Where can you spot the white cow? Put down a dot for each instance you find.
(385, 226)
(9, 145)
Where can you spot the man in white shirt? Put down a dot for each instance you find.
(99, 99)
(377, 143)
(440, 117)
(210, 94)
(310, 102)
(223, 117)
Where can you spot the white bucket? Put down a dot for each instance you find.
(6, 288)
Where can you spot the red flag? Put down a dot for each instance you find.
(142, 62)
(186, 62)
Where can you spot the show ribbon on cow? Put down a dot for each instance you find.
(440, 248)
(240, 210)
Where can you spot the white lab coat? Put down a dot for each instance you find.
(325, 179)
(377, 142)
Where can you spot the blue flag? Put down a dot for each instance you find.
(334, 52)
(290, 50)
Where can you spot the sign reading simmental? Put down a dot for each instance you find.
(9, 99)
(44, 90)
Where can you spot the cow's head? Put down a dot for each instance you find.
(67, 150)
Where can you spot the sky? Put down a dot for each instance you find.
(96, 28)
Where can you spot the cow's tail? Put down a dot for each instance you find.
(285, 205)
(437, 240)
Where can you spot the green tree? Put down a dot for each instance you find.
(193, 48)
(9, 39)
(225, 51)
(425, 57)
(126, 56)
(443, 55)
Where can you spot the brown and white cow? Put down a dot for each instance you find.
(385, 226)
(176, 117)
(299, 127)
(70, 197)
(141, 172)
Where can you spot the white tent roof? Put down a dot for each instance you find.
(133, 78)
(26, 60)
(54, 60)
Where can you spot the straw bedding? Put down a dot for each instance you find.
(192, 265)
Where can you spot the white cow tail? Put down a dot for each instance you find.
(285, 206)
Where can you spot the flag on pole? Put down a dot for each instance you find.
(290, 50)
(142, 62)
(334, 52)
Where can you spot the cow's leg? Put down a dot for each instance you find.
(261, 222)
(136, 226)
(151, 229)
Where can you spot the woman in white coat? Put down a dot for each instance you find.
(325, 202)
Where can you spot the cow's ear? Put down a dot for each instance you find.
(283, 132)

■ ■ ■

A complete, exact copy of the records is what is needed.

- RESPONSE AREA:
Where can you spot the white cow? Put down a dot for each instance you find.
(385, 226)
(9, 145)
Where can you spot the man in white shirt? Put down a dot for each instance you find.
(99, 99)
(377, 143)
(440, 117)
(210, 94)
(310, 102)
(223, 117)
Where can you spot the white bucket? Put down a dot for each instance you find.
(6, 288)
Where can you spot the red flag? Put down a dot for each instance you find.
(142, 62)
(186, 62)
Where can you spot the show ribbon on cow? Put down a dot for each instance you find.
(440, 248)
(240, 210)
Where can you spot the white lab coat? Put down a dot for each instance you find.
(325, 179)
(377, 142)
Where can you spot the blue flag? Put down a dot for each instance you find.
(334, 52)
(290, 50)
Where can you spot the sign reading simmental? Put down a dot for each instance you find.
(9, 99)
(44, 90)
Where can you spot the cow's head? Put down a dot for each instance you find.
(67, 150)
Where can you spot the sky? Put down a dot for each instance you find.
(96, 28)
Where can you spot the cow's tail? Put down a dot for each instance you find.
(285, 205)
(437, 240)
Where can you spot the green tree? Put down a dot for each instance you find.
(193, 48)
(9, 39)
(225, 51)
(425, 57)
(126, 56)
(443, 55)
Where can you spot the brown and white cow? Put down a dot for each instance you find.
(385, 226)
(176, 117)
(299, 127)
(70, 197)
(141, 172)
Where can you spot the white tent roof? Put down a dot for each instance you find.
(133, 78)
(26, 60)
(54, 60)
Where can you spot the straw bedding? Put down a dot for each instance you find.
(192, 265)
Where can you spot the white cow tail? Put down a dot for each instance you find.
(285, 206)
Where can you spot the flag on pole? Put down a dot for each instance you find.
(290, 50)
(142, 62)
(334, 52)
Where can you spot the cow's leg? Put down a dot for each instance you find.
(261, 222)
(136, 226)
(151, 229)
Where can you spot the woman in white coat? Put down a dot for each instance you find.
(325, 202)
Where can you spot the cow's ear? Put down a dot for each instance you find.
(283, 132)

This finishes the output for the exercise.